** Start Given entries **
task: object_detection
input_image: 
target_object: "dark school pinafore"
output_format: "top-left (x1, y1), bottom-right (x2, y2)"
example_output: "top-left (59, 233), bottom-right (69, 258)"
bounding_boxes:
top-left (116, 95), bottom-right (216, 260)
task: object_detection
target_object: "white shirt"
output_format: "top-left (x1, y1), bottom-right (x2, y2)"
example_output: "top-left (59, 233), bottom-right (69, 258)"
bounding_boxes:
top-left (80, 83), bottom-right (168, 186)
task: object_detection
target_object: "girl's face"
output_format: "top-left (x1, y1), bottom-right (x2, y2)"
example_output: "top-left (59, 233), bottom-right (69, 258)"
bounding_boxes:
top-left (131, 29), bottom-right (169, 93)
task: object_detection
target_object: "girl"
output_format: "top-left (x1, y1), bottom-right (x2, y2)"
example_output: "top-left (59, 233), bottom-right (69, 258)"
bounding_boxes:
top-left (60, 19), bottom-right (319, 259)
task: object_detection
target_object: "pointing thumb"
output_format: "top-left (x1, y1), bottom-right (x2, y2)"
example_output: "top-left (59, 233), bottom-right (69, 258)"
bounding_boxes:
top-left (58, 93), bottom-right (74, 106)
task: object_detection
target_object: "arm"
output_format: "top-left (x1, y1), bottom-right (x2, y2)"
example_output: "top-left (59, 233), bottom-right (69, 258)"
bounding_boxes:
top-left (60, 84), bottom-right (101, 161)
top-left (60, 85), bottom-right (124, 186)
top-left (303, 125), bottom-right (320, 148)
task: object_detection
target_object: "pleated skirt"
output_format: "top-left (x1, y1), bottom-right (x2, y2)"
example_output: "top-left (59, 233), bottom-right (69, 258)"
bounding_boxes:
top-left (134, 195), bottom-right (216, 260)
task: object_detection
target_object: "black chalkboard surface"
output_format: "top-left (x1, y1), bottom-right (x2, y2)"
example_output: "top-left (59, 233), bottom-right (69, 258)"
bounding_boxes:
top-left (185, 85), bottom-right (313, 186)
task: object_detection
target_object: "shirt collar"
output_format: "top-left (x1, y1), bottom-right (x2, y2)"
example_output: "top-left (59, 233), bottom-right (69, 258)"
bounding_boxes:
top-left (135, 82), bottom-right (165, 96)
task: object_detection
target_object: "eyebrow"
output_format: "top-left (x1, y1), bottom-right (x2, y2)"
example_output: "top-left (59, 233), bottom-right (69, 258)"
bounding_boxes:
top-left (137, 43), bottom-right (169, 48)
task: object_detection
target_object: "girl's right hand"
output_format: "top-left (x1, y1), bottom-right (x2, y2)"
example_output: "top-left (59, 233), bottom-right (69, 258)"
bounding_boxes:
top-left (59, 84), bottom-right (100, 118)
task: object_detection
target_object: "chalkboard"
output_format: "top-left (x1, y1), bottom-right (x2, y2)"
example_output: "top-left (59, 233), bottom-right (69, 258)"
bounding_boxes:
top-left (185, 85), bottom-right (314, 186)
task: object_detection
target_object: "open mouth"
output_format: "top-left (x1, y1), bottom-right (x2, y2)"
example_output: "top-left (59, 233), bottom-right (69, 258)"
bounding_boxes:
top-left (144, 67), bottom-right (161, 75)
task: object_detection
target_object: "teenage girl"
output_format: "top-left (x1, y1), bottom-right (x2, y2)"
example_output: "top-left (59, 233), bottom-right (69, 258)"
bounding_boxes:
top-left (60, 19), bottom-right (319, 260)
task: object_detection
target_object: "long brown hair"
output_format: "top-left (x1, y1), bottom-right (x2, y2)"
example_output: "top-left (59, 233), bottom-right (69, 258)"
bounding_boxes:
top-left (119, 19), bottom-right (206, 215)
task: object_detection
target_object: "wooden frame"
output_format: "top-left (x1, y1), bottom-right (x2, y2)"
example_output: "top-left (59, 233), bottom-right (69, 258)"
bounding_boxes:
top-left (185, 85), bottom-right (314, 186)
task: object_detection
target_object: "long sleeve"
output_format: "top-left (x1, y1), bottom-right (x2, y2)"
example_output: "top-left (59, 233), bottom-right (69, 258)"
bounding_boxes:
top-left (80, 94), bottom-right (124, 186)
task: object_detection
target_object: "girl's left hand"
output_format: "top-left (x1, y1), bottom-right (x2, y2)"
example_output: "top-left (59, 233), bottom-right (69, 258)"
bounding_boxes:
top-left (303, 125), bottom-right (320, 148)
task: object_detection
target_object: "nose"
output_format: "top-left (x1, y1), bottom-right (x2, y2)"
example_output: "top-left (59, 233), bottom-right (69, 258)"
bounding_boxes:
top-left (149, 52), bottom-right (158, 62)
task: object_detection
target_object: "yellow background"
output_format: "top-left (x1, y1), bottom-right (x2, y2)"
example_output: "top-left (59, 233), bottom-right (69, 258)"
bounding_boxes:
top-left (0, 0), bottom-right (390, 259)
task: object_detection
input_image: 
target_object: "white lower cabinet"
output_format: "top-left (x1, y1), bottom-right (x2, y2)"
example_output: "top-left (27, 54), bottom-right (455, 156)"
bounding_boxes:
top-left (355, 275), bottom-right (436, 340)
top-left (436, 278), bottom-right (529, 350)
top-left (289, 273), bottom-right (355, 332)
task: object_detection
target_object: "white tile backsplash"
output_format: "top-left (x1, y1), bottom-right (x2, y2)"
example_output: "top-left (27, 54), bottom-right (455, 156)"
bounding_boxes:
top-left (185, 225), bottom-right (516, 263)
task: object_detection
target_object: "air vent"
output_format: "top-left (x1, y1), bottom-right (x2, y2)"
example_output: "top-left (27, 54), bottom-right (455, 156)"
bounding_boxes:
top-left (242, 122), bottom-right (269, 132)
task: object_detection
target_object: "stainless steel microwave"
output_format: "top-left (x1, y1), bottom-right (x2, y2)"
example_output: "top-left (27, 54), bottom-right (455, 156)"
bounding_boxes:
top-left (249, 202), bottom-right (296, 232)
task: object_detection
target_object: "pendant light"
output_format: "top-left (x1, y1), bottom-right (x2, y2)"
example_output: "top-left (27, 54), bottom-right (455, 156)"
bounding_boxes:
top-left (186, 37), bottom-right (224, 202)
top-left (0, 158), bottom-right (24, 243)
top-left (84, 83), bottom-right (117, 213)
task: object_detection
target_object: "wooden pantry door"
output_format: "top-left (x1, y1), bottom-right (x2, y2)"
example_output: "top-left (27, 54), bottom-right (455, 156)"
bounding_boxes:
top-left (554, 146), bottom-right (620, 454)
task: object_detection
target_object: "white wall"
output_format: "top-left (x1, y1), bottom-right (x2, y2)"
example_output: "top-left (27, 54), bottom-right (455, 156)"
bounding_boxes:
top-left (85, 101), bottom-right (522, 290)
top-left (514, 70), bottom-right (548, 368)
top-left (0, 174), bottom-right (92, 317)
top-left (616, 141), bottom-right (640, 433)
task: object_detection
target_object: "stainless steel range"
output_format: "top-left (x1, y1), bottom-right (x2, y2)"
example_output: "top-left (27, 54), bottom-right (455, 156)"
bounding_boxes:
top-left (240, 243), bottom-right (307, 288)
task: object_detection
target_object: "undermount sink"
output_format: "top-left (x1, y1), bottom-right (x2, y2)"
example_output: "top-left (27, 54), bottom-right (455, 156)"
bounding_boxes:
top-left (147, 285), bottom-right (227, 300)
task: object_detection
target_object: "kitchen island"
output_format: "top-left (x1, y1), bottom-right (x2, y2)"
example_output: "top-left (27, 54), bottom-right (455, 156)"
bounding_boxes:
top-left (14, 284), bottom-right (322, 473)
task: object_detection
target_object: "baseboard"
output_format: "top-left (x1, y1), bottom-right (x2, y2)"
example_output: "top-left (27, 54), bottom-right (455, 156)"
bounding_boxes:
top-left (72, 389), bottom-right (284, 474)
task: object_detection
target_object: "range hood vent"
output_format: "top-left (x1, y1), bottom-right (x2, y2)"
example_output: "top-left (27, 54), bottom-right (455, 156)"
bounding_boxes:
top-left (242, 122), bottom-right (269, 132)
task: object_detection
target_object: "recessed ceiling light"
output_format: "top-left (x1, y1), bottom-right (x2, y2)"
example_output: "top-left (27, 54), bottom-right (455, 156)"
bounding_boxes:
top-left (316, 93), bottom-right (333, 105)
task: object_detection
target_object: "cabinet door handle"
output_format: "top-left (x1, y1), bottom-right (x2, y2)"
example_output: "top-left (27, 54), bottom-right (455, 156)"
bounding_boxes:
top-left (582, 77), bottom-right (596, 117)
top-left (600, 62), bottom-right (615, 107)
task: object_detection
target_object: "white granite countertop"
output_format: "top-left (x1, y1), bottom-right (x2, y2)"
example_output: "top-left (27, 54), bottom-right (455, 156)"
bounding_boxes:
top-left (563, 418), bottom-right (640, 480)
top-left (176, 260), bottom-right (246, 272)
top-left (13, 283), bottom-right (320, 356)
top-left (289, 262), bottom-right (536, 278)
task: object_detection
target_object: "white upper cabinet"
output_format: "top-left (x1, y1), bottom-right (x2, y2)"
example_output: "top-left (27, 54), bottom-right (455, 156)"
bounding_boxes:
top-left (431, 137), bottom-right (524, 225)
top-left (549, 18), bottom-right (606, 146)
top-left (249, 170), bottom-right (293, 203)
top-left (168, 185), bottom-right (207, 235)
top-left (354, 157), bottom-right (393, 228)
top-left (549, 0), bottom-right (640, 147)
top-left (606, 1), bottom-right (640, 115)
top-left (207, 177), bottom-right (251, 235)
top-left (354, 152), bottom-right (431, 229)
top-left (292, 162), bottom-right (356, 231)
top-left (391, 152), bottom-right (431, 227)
** End Given entries **
◆ **Exercise**
Rewrite the listing from its start through the line with "top-left (116, 95), bottom-right (216, 260)", changing "dark school pinafore" to "navy school pinafore" and keeping everything else as it is.

◆ **Correct response**
task: object_detection
input_image: 
target_object: "navy school pinafore"
output_format: "top-left (x1, y1), bottom-right (x2, y2)"
example_output: "top-left (59, 233), bottom-right (69, 258)"
bounding_boxes:
top-left (116, 95), bottom-right (216, 260)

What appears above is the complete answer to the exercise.